• [Problem requirements]:
Render the items from the line holding "Where can the sidewalk" through the line holding "<point>118,14</point>", inclusive, as a Markdown table with the columns Row and Line. Give each line its own numbered row and leave out blank lines.

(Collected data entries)
###
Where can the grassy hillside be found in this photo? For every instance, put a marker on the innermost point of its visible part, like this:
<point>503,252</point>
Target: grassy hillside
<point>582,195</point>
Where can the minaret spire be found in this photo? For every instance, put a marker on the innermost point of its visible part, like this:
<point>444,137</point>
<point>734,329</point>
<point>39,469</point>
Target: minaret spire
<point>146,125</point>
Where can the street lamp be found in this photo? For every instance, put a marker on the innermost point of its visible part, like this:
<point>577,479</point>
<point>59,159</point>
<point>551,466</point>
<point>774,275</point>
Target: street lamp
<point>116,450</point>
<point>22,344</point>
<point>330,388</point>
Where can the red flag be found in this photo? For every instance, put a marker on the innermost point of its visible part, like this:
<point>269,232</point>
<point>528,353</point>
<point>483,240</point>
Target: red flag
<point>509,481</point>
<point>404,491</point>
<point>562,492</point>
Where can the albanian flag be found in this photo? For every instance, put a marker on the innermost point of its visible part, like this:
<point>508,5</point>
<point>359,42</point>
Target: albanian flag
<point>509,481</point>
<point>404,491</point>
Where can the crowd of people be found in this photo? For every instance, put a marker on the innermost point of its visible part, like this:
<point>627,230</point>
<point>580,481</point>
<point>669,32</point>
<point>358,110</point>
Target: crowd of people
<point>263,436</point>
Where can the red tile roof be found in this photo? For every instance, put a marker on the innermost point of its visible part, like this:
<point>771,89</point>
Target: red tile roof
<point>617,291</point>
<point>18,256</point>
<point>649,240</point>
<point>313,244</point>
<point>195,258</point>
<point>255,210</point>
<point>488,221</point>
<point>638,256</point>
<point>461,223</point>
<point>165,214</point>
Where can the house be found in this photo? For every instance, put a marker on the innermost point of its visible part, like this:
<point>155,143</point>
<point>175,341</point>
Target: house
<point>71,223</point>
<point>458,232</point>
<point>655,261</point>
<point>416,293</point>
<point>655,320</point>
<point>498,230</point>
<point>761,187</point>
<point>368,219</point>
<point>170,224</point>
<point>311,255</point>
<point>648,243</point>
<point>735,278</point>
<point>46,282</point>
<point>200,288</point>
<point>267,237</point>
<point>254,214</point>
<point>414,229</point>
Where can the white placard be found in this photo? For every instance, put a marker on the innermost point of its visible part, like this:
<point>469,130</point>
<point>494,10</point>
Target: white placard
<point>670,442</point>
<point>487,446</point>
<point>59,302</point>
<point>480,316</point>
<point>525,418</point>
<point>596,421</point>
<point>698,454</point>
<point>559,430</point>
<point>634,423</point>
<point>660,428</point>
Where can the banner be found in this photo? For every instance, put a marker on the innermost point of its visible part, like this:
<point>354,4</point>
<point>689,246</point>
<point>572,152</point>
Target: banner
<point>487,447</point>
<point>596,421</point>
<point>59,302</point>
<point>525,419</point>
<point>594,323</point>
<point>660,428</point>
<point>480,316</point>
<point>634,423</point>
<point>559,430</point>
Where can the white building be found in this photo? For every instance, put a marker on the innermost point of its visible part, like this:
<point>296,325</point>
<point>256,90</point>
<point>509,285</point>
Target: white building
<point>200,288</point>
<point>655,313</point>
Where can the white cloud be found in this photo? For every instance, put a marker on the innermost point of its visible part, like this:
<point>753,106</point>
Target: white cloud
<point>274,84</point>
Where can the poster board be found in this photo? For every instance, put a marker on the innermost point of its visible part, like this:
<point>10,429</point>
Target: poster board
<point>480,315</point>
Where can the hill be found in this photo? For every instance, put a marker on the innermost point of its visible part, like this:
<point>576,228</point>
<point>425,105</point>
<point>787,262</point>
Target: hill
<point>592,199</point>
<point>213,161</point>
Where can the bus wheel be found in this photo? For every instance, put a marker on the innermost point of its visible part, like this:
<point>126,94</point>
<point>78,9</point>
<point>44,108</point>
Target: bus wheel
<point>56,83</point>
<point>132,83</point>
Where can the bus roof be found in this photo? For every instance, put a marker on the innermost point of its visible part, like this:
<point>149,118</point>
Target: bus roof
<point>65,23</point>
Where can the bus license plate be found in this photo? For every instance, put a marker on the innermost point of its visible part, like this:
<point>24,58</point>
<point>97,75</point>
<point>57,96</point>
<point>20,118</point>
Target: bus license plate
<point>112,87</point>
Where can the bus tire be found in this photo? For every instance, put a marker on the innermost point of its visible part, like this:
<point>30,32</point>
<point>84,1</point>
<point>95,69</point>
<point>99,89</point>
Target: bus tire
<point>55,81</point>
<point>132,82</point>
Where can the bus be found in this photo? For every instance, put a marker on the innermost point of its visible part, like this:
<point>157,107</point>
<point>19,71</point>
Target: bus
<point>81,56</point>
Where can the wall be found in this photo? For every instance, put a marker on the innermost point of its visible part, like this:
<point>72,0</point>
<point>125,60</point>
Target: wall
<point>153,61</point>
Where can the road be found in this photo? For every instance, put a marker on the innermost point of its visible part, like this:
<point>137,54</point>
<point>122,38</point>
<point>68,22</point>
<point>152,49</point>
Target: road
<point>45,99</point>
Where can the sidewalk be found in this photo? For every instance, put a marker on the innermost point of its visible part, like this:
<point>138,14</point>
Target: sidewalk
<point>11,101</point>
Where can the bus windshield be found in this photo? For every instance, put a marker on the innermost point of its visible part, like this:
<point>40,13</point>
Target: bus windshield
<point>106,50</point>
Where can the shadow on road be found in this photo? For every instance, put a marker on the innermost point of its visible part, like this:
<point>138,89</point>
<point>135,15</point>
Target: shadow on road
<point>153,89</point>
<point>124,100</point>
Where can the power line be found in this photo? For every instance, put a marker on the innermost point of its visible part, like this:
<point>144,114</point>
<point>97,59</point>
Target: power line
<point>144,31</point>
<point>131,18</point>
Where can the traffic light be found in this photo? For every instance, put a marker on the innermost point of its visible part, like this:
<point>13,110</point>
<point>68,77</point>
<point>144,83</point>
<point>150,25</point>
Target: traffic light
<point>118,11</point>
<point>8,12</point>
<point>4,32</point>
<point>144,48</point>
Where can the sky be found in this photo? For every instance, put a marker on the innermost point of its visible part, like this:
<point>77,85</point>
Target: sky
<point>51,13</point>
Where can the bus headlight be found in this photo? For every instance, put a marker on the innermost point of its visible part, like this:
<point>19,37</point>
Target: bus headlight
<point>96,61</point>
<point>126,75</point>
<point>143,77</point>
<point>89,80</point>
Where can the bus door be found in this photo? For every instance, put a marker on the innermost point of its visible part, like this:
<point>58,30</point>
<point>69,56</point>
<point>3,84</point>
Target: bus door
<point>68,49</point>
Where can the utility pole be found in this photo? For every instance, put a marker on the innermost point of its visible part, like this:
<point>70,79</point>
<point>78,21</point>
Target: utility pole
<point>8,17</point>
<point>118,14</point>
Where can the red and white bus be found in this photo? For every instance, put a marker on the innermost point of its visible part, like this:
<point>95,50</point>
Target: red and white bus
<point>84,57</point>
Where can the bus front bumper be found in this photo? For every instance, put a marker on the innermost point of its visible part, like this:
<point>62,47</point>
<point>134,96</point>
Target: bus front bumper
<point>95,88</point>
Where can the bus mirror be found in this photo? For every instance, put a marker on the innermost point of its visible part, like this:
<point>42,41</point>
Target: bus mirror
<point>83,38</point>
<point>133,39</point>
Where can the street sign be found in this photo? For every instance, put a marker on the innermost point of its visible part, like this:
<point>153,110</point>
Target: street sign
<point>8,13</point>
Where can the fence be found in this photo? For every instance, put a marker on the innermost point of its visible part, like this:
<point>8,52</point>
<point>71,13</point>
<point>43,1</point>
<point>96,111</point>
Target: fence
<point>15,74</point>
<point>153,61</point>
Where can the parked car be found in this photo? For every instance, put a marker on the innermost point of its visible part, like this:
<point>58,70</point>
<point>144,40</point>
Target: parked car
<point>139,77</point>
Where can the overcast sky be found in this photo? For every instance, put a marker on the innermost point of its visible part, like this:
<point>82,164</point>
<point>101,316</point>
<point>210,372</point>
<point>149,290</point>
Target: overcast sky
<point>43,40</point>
###
• [Full answer]:
| Row | Line |
|---|---|
| 1 | Where can the sidewalk be found in this photo? For every instance, put a marker on the innermost point of its visible part, like this: |
| 2 | <point>138,14</point> |
| 3 | Target: sidewalk |
| 4 | <point>11,101</point> |
| 5 | Where can the bus windshield be found in this photo? For every instance, put a marker on the innermost point of its visible part, like this: |
| 6 | <point>40,13</point> |
| 7 | Target: bus windshield |
| 8 | <point>106,50</point> |
| 9 | Where can the shadow on road be found in this photo? For every instance, put a marker on the innermost point of its visible part, like this: |
| 10 | <point>138,89</point> |
| 11 | <point>135,15</point> |
| 12 | Target: shadow on road |
| 13 | <point>153,89</point> |
| 14 | <point>124,100</point> |
| 15 | Where can the power line be found in this photo? For every instance, put a marker on the innermost point of its visible part, like this: |
| 16 | <point>144,114</point> |
| 17 | <point>97,59</point> |
| 18 | Target: power line |
| 19 | <point>144,31</point> |
| 20 | <point>131,18</point> |
| 21 | Where can the traffic light be found in this photo? For every instance, put a marker on the innermost point of its visible part, like this: |
| 22 | <point>13,110</point> |
| 23 | <point>68,77</point> |
| 24 | <point>144,83</point> |
| 25 | <point>150,25</point> |
| 26 | Target: traffic light |
| 27 | <point>118,11</point> |
| 28 | <point>8,12</point> |
| 29 | <point>4,32</point> |
| 30 | <point>144,48</point> |
| 31 | Where can the sky be found in this photo? For every instance, put a marker on the innermost point of its visible part, like this: |
| 32 | <point>77,85</point> |
| 33 | Target: sky |
| 34 | <point>51,13</point> |
| 35 | Where can the bus headlight be found in this photo? For every instance, put a marker on the innermost point of its visible part, like this: |
| 36 | <point>19,37</point> |
| 37 | Target: bus headlight |
| 38 | <point>96,61</point> |
| 39 | <point>126,75</point> |
| 40 | <point>143,77</point> |
| 41 | <point>89,80</point> |
| 42 | Where can the bus door be found in this photo? For every instance, put a marker on the innermost point of its visible part, like this: |
| 43 | <point>58,30</point> |
| 44 | <point>69,56</point> |
| 45 | <point>3,84</point> |
| 46 | Target: bus door |
| 47 | <point>68,49</point> |
| 48 | Where can the utility pole be found in this photo? For every instance, put a marker on the innermost point of its visible part, like this: |
| 49 | <point>70,79</point> |
| 50 | <point>78,21</point> |
| 51 | Target: utility pole |
| 52 | <point>8,17</point> |
| 53 | <point>118,14</point> |